Let A be the centre of one of the circular discs, B and C the two intersection points of their boundaries, and D the midpoint of the segment connecting B and C, which coincides with the midpoint of the segment connecting the two centres; see Figure 2. By construction, $d(A,B) = r$ , $d(A,D) = t/2$ , and the angle ADB is $\pi/2$ . Let $\beta$ and $\alpha$ denote the angles DBA and BAC, respectively, and let $a=d(B,D)$ . We use spherical trigonometry in the triangle ABD. By the spherical sine theorem, $\sin \beta = \sin(t/2)/\sin r$ . By the spherical cosine theorem used for the side AB, $\cos r = \cos a \cos (t/2)$ , and for the side BD,

$$\cos(\alpha/2) = \frac{\cos a - \cos r \cos(t/2)}{\sin r \sin(t/2)} = \frac{\tan(t/2)}{\tan r}.$$

Figure 2.

The surface area of the intersection of two spherical circular discs.

→ **DATA SHOWN**

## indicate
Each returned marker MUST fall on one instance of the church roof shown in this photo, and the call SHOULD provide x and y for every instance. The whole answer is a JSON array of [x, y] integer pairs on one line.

→ **REQUIREMENTS**
A: Do these statements agree with the passage on intersecting spherical discs? (i) D is the midpoint of the segment joining B and C. (ii) The angle ADB equals $\pi/4$. (iii) Applying the spherical cosine theorem to side AB gives $\cos r = \cos a \cos (t/2)$. Answer yes or no for each, and quote the passage's deciding words.
B: How would the passage on intersecting spherical discs go on after its last line? Write that continuation.

→ **SOLVED TASKS**
A:
(i) Yes: "D the midpoint of the segment connecting B and C"
(ii) No: "the angle ADB is $\pi/2$"
(iii) Yes: "By the spherical cosine theorem used for the side AB, $\cos r = \cos a \cos (t/2)$"

B:
The surface area of half of the intersection is then obtained by subtracting the area of the triangle from the area of the circular sector, $\alpha\cdot(1-\cos r) - (\alpha + 2\beta - \pi)$ , which yields the assertions after substituting in the above formulas obtained for $\alpha$ and $\beta$ .

3. Proofs of Theorems 1 and 2

In the proof of Theorem 1, we closely follow the proof of the corresponding planar result in [Reference Fodor, Kevei and Vígh6, Theorem 1.2], whose argument is based on the technique used in [Reference Spivak17].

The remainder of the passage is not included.